* [Consignes]
- a) Reproduisez fidèlement le passage du texte sur Macron et l’Afrique qui commence par "Quinze ans après" et se poursuit jusqu’à "quelques empires familiaux.".
- b) Dressez la liste de tous les médias nommés dans le texte sur Macron et l’Afrique.

* [Texte à lire]
-----
Quinze ans après son stage d’énarque au Nigeria, Emmanuel Macron est élu président de la République française. Il promet de faire souffler un vent nouveau sur les relations avec le continent africain. Fort de sa jeunesse et de son libéralisme, il dénonce une «françafrique» postcoloniale dont il ne se sent pas comptable et mise sur les nouvelles générations pour réconcilier les mémoires des deux (02) côtés de la Méditerranée. Mais il se heurte au réel. Les autocrates, à la longévité exceptionnelle, ne tardent pas à lui rappeler qu’ils sont les derniers des Mohicans à défendre les intérêts français, en Afrique comme dans les organisations internationales. Sur un continent mondialisé redevenu géostratégique, la France ne pèse guère plus que par son armée dans le Sahel et quelques empires familiaux.
Pour échapper à cette perte d’influence globale, Emmanuel Macron joue un joker inédit: «l’Afrique» en France. Il crée un Conseil présidentiel pour l’Afrique composé essentiellement de Français originaires du continent, dans le dessein de dépoussiérer la politique africaine de l’Hexagone. Au terme d’une enquête de deux (02) ans auprès de multiples interlocuteurs, deux (02)journalistes, Antoine Glaser, ancien Directeur de la rédaction d’Africa Intelligence, auteur de «Comment la France a perdu l’Afrique» et Pascal Airault, journaliste éditorialiste à l’Opinion, a réalisé de nombreux reportages pour Jeune Afrique. Il est l’auteur de «Françafrique. Opérations secrètes et affaires d’État».
-----
Extraits d’un jeu de données d’étiquetage de points:
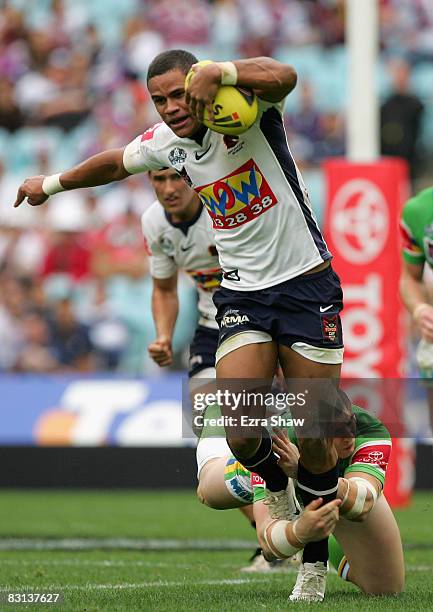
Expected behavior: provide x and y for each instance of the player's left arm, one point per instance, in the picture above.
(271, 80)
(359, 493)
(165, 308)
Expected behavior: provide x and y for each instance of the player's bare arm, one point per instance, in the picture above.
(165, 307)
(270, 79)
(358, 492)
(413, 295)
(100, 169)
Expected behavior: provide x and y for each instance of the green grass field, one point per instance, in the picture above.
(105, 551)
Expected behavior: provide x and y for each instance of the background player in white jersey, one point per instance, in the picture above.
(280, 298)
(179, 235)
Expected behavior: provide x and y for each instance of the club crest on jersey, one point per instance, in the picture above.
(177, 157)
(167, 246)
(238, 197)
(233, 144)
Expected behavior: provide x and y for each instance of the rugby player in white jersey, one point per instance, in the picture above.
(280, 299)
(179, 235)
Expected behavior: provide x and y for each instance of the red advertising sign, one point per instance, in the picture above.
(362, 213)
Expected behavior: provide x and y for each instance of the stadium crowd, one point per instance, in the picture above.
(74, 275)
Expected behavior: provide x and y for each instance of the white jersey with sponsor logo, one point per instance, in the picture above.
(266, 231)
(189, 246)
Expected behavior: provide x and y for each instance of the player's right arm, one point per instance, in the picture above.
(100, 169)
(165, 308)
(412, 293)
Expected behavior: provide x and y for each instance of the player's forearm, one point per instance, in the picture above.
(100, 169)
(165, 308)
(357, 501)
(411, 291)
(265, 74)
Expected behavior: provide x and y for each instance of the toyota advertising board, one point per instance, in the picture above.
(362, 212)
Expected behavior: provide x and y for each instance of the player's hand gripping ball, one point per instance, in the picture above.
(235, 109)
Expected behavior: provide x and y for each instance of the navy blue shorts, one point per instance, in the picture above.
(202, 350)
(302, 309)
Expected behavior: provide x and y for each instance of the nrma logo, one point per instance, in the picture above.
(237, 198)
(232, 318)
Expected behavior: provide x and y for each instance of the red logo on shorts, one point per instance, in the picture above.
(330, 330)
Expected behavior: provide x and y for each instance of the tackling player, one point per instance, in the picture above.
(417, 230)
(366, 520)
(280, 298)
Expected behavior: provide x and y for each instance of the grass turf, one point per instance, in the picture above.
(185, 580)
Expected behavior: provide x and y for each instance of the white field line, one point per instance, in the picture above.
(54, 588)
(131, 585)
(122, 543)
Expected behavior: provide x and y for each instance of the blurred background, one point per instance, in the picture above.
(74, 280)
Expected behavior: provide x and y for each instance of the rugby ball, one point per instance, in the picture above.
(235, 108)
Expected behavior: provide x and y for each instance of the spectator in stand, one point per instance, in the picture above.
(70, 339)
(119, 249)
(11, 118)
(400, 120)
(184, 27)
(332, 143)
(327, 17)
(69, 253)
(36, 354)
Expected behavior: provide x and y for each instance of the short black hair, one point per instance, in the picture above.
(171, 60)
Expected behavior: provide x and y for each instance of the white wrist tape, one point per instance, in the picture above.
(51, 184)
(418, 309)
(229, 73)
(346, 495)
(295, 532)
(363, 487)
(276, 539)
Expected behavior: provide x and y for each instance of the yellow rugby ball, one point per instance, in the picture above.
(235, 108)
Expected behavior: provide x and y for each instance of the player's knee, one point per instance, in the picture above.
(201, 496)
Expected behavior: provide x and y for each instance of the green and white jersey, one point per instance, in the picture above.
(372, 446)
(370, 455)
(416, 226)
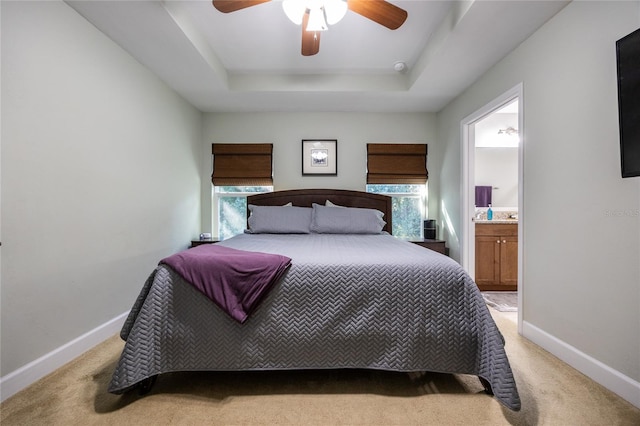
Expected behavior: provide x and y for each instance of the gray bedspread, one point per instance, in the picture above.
-----
* [Réponses finales]
- a)
Quinze ans après son stage d’énarque au Nigeria, Emmanuel Macron est élu président de la République française. Il promet de faire souffler un vent nouveau sur les relations avec le continent africain. Fort de sa jeunesse et de son libéralisme, il dénonce une «françafrique» postcoloniale dont il ne se sent pas comptable et mise sur les nouvelles générations pour réconcilier les mémoires des deux (02) côtés de la Méditerranée. Mais il se heurte au réel. Les autocrates, à la longévité exceptionnelle, ne tardent pas à lui rappeler qu’ils sont les derniers des Mohicans à défendre les intérêts français, en Afrique comme dans les organisations internationales. Sur un continent mondialisé redevenu géostratégique, la France ne pèse guère plus que par son armée dans le Sahel et quelques empires familiaux.

- b)
Africa Intelligence
l’Opinion
Jeune Afrique